> [SUPPLIED MATERIAL]:

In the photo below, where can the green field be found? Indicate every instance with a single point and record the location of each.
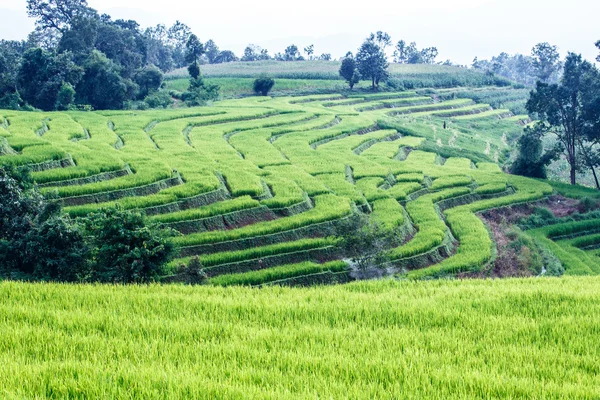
(263, 183)
(313, 77)
(531, 338)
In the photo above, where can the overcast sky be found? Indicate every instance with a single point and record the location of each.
(460, 29)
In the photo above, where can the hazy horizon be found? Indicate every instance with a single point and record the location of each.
(461, 31)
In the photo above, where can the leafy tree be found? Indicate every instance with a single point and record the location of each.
(125, 248)
(199, 92)
(80, 38)
(309, 50)
(371, 62)
(122, 42)
(66, 96)
(565, 109)
(365, 242)
(531, 160)
(42, 75)
(36, 241)
(291, 53)
(194, 70)
(255, 53)
(349, 72)
(158, 50)
(545, 61)
(194, 50)
(400, 55)
(429, 54)
(57, 14)
(148, 79)
(225, 56)
(177, 37)
(212, 51)
(383, 39)
(263, 85)
(102, 86)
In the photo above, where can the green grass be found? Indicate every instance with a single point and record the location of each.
(278, 273)
(523, 338)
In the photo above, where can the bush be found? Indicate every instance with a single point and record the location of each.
(36, 241)
(263, 85)
(125, 249)
(199, 93)
(159, 99)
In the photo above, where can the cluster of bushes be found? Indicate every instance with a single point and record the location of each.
(39, 242)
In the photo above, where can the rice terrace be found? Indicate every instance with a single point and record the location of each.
(180, 222)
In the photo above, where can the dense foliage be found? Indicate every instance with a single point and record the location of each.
(38, 242)
(263, 85)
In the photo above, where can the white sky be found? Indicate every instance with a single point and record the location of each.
(460, 29)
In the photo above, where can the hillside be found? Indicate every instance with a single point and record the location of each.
(531, 338)
(313, 77)
(259, 188)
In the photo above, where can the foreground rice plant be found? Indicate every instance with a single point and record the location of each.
(525, 338)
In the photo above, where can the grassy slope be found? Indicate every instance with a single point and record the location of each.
(529, 338)
(305, 77)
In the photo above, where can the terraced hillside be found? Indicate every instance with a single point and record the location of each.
(258, 187)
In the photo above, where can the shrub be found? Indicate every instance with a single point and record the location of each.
(125, 249)
(263, 85)
(159, 99)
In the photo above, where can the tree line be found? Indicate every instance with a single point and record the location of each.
(567, 109)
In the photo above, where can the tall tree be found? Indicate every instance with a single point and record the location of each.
(42, 75)
(211, 51)
(349, 72)
(400, 55)
(194, 50)
(371, 62)
(309, 50)
(545, 61)
(565, 110)
(57, 14)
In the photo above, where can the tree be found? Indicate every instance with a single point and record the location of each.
(102, 86)
(400, 55)
(253, 52)
(42, 75)
(225, 56)
(80, 38)
(565, 109)
(429, 54)
(66, 97)
(349, 72)
(531, 160)
(365, 242)
(199, 92)
(177, 37)
(371, 62)
(545, 61)
(125, 248)
(122, 42)
(149, 79)
(291, 53)
(309, 50)
(263, 85)
(57, 14)
(383, 39)
(211, 51)
(36, 241)
(194, 50)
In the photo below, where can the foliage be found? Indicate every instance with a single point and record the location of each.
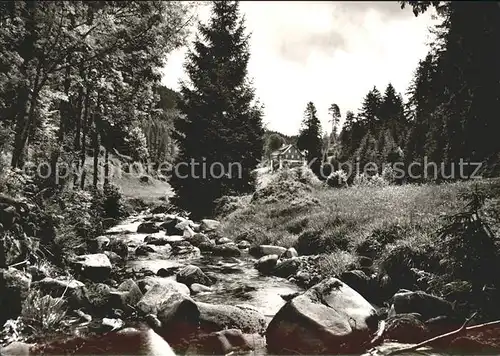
(365, 180)
(222, 123)
(43, 314)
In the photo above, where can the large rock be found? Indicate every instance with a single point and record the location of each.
(361, 283)
(16, 348)
(427, 305)
(14, 289)
(221, 343)
(144, 250)
(193, 274)
(264, 250)
(169, 225)
(119, 247)
(128, 341)
(126, 297)
(159, 293)
(148, 283)
(160, 239)
(186, 251)
(96, 267)
(227, 250)
(266, 264)
(219, 317)
(99, 297)
(209, 225)
(329, 318)
(148, 227)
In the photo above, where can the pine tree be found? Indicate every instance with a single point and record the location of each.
(310, 137)
(222, 126)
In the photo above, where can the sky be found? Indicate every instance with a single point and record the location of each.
(324, 52)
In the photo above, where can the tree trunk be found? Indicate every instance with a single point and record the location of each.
(64, 110)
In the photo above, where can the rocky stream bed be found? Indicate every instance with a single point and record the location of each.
(161, 274)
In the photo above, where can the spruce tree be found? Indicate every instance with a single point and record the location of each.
(221, 129)
(310, 138)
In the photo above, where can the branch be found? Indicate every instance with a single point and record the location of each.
(461, 330)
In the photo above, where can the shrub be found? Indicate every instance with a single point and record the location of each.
(399, 260)
(389, 175)
(43, 314)
(337, 179)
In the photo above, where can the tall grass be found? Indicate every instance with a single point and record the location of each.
(395, 225)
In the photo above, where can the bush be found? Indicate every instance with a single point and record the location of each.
(108, 202)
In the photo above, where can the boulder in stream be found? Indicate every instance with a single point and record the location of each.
(200, 239)
(329, 318)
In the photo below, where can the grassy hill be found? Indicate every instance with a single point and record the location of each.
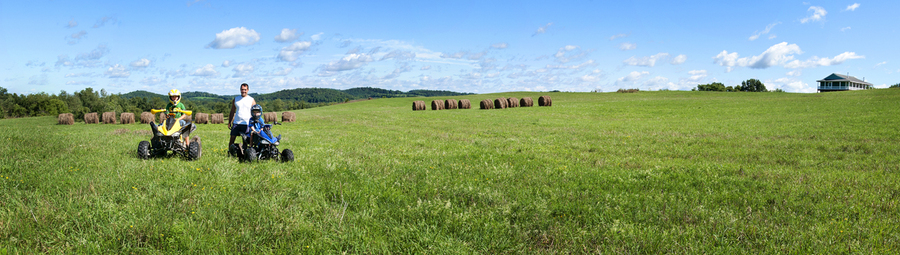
(648, 172)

> [THE REQUEST]: Copy out all the records exactly, excluding pictures.

> [TASK ANSWER]:
In the photo below, where can the green field be found? Indicate every instance with a single point and record the location of each.
(263, 183)
(313, 77)
(531, 338)
In the photo above, where can the overcast sky be found? Indicate every instance with a single point and record the location of each.
(460, 29)
In the photo above, where can the hazy horizon be found? Indicate every instance with a single point and record the location of each.
(461, 31)
In the photo above, where can the leafy tree be found? Indicate every instance with a single point and record the location of each.
(125, 248)
(199, 92)
(80, 38)
(309, 50)
(371, 62)
(122, 42)
(66, 96)
(565, 109)
(365, 242)
(531, 160)
(42, 75)
(36, 241)
(291, 53)
(194, 70)
(255, 53)
(349, 72)
(158, 50)
(545, 61)
(194, 50)
(400, 55)
(429, 54)
(57, 14)
(148, 79)
(225, 56)
(177, 37)
(212, 51)
(383, 39)
(263, 85)
(102, 86)
In the photo above, where can the green grass be found? Indicate every instance with a single point and record the location of each.
(278, 273)
(523, 338)
In the photo above, where can the bush be found? Indicate every instance with a single point and record the location of each.
(36, 241)
(263, 85)
(125, 249)
(199, 93)
(159, 99)
In the photo above, where can the cluster of bushes be found? Indicate every instance with a single point and record the location of each.
(39, 242)
In the photo above, where can the rice terrace be found? Indicate every instance with a single point and record the location of each.
(180, 222)
In the photo above, where can the dense foliage be found? Indicate every instance with a single point and record the location of each.
(38, 242)
(263, 85)
In the photo above, where can the white sky be found? Indicate every instance with a single point and record the location of each.
(460, 29)
In the photo above, where can the hillside be found? Indicate every instance with a single point and record the location of each.
(531, 338)
(313, 77)
(259, 188)
In the photo above, where can the foreground rice plant be found? Indicate every instance with a single point and record the location of each.
(525, 338)
In the photo above, where can the grassy slope be found? Indicate every instance with a single point and record the location of each.
(529, 338)
(305, 77)
In the photo above, where can the terraced hillside be found? Indicate every instance with a single point and record the location of each.
(258, 187)
In the photo above, where can the shrub be found? Indicate every instance with a single point and record the location of each.
(125, 249)
(263, 85)
(159, 99)
In the photo above, where can the tree line be found? Indicate every instance with a single point and record the location of each.
(567, 109)
In the photo above, where can the tall tree be found? Indicate every instance with a single point and record the location of each.
(42, 75)
(211, 51)
(349, 72)
(400, 55)
(194, 50)
(371, 62)
(309, 50)
(545, 61)
(565, 110)
(57, 14)
In the photo above, where can the tree be found? Indicate every instance with a single point and record the location of each.
(102, 86)
(400, 55)
(253, 52)
(42, 75)
(225, 56)
(80, 38)
(565, 109)
(429, 54)
(66, 97)
(349, 72)
(531, 160)
(365, 242)
(199, 92)
(177, 37)
(371, 62)
(545, 61)
(125, 248)
(122, 42)
(149, 79)
(291, 53)
(309, 50)
(263, 85)
(57, 14)
(383, 39)
(211, 51)
(36, 241)
(194, 50)
In the photo below, where can the foliage be found? Indicate every instance with a single point and record the location of each.
(365, 180)
(222, 123)
(43, 314)
In the photo above, where can the large rock be found? Indicate every instance with a single point and record the location of each.
(361, 283)
(16, 348)
(427, 305)
(14, 289)
(221, 343)
(144, 250)
(193, 274)
(264, 250)
(169, 225)
(119, 247)
(128, 341)
(126, 297)
(159, 293)
(148, 283)
(160, 239)
(186, 251)
(96, 267)
(227, 250)
(266, 264)
(219, 317)
(99, 297)
(209, 225)
(329, 318)
(148, 227)
In the photo above, where can the pine tree be found? Indicate every instance with a single point and record the location of each.
(310, 137)
(222, 126)
In the photo above, where can the sky be found? Indicate every instance with a single point and record the location of each.
(324, 52)
In the photo above, where can the tree trunk be found? Indicate every instance with a single point and record the location of each.
(64, 110)
In the photo above, where can the rocky stream bed be found? Indicate every instance with a single point and record the location of each.
(161, 274)
In the photo above, where can the spruce tree be found? Indicate every instance with a single point and record the location of each.
(221, 129)
(310, 138)
In the photo above, where can the branch be found? Indicate every instance with a single point and record the location of each.
(461, 330)
In the photo above, where can the shrub be found? Indicate every instance with a single point and record the location of each.
(399, 260)
(389, 175)
(43, 314)
(337, 179)
In the photo above, where can the tall grass be found? Indicate every instance with a single point and record the location of each.
(395, 225)
In the photo above, where can the bush be found? Indicate every instance with a single point and record the location of each.
(108, 202)
In the photo above, where can the boulder in stream be found? Indicate every instance with a single point and record the location of each.
(200, 239)
(329, 318)
In the photo below, where can the grassy hill be found? Indicate every instance with a single point and record the location of each.
(648, 172)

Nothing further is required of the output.